### [TASK REQUIREMENTS]
Print the lines starting at the one containing "Every <instance> block" and ending at the one containing "box: [3, 157, 343, 246]", both included, without changing anything.

### [RECORDS TO PROCESS]
○ ○ ○ ○ ○ ○ ○
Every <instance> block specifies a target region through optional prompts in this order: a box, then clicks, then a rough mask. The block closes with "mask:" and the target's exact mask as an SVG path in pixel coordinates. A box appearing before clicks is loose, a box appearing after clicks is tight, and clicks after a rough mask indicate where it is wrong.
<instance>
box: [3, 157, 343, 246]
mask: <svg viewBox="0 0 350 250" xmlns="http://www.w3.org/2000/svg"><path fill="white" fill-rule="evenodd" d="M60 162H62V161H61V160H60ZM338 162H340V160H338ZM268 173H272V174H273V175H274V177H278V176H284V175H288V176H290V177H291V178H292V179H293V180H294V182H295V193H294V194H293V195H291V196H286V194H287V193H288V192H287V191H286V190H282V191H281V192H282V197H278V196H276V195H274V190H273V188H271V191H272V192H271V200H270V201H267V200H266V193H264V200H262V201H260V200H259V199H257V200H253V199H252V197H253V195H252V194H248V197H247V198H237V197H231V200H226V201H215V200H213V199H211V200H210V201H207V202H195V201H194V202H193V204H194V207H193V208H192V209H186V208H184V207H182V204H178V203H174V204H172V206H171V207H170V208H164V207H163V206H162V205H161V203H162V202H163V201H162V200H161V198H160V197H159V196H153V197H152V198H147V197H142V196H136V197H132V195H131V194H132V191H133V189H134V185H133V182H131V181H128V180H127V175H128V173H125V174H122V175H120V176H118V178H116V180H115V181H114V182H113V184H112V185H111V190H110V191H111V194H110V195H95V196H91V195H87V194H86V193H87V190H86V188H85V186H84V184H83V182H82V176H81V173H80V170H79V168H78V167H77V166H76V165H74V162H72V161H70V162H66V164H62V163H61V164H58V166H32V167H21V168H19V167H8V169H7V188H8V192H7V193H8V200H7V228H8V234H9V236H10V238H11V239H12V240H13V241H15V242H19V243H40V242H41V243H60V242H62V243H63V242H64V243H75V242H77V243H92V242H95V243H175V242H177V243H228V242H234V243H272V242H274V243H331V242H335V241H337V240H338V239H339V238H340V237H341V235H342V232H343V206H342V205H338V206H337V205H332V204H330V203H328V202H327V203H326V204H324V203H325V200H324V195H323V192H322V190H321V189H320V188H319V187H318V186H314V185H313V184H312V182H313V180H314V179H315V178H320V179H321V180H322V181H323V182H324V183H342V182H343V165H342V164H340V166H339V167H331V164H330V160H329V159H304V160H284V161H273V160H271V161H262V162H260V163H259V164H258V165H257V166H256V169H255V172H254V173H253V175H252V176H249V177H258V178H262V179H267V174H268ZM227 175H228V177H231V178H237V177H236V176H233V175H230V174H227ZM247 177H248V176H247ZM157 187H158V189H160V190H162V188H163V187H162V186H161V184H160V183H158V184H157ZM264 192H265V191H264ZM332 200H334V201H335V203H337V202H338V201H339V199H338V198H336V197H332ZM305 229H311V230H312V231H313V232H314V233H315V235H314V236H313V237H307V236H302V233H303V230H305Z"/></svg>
○ ○ ○ ○ ○ ○ ○
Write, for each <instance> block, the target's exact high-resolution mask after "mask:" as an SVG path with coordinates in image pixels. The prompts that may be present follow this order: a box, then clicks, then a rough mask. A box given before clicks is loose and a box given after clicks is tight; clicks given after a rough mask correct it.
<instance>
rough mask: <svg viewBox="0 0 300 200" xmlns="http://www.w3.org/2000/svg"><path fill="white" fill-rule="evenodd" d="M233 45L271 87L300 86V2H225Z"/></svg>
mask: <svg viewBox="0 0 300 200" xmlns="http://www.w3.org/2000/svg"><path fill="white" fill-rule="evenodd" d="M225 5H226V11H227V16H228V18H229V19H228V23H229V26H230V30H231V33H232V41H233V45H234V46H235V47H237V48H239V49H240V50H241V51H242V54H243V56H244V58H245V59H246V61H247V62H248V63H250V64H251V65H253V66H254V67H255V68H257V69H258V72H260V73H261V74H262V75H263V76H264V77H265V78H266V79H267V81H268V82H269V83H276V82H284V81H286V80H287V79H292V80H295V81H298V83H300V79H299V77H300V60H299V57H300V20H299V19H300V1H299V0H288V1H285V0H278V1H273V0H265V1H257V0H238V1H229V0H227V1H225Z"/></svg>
○ ○ ○ ○ ○ ○ ○
### [RESPONSE AREA]
Every <instance> block specifies a target region through optional prompts in this order: a box, then clicks, then a rough mask. The block closes with "mask:" and the target's exact mask as an SVG path in pixel coordinates. A box appearing before clicks is loose, a box appearing after clicks is tight, and clicks after a rough mask indicate where it is wrong.
<instance>
box: [3, 157, 343, 246]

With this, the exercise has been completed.